▶ **Assignment**: Would you please output the lines of the data below from the one containing "Attention annotators: the target object for this HIT is beige" to the end, exactly and with nothing added?

▶ **Task inputs**:

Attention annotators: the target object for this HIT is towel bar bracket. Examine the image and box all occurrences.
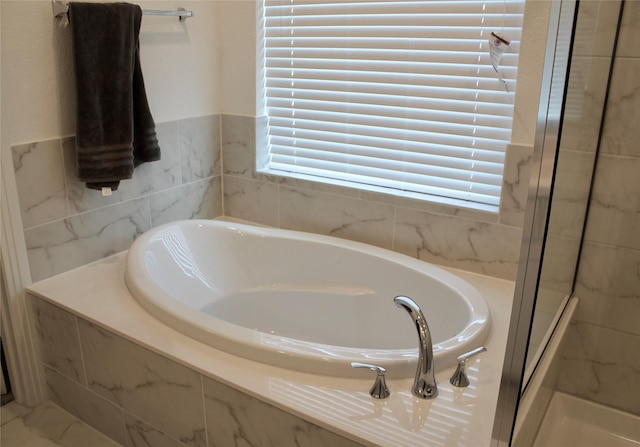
[52,0,68,18]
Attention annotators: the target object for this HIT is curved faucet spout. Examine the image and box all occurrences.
[394,295,438,399]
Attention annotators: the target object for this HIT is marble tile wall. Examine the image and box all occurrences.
[527,1,617,366]
[221,115,529,281]
[14,114,529,284]
[32,296,363,447]
[557,0,640,416]
[12,115,223,282]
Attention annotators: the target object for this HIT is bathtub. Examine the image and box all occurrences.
[125,219,490,378]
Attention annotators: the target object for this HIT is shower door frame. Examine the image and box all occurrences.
[490,0,576,445]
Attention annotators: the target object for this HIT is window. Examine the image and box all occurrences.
[261,0,524,209]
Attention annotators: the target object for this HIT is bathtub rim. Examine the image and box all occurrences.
[125,219,492,379]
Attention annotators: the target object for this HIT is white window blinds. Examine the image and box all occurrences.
[262,0,523,208]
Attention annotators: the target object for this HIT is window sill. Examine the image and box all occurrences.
[255,168,501,223]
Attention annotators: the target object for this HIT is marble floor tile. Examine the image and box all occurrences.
[1,401,122,447]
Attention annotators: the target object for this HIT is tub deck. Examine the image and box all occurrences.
[28,251,514,447]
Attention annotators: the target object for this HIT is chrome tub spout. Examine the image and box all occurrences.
[394,295,438,399]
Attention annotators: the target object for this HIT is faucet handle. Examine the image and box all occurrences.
[351,362,390,399]
[449,346,487,387]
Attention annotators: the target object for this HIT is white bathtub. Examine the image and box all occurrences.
[125,220,490,378]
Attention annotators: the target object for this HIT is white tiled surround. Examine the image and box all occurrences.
[28,252,514,447]
[13,110,530,284]
[556,0,640,416]
[12,115,223,282]
[11,139,68,229]
[78,319,208,446]
[523,0,616,378]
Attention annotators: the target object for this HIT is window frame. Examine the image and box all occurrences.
[257,0,525,213]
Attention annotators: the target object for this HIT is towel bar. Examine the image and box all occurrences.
[52,1,194,21]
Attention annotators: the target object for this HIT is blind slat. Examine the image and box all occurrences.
[266,99,515,129]
[266,88,515,117]
[270,145,505,179]
[265,78,516,102]
[267,130,506,164]
[268,116,512,138]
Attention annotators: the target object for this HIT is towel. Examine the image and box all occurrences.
[69,2,160,191]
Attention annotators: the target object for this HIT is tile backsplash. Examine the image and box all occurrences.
[12,115,223,282]
[14,113,529,283]
[221,114,529,281]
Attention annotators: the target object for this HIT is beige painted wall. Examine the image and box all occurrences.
[1,0,221,145]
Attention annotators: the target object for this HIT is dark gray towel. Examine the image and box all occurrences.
[69,2,160,191]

▶ **Solution to the problem**:
Attention annotators: the target object for this HIT is beige painted wall. Examine the image and box all occurrences.
[1,0,221,145]
Attention annotators: the target object for this HIT is dark gray towel. Examine the image and box all occurrences.
[69,2,160,191]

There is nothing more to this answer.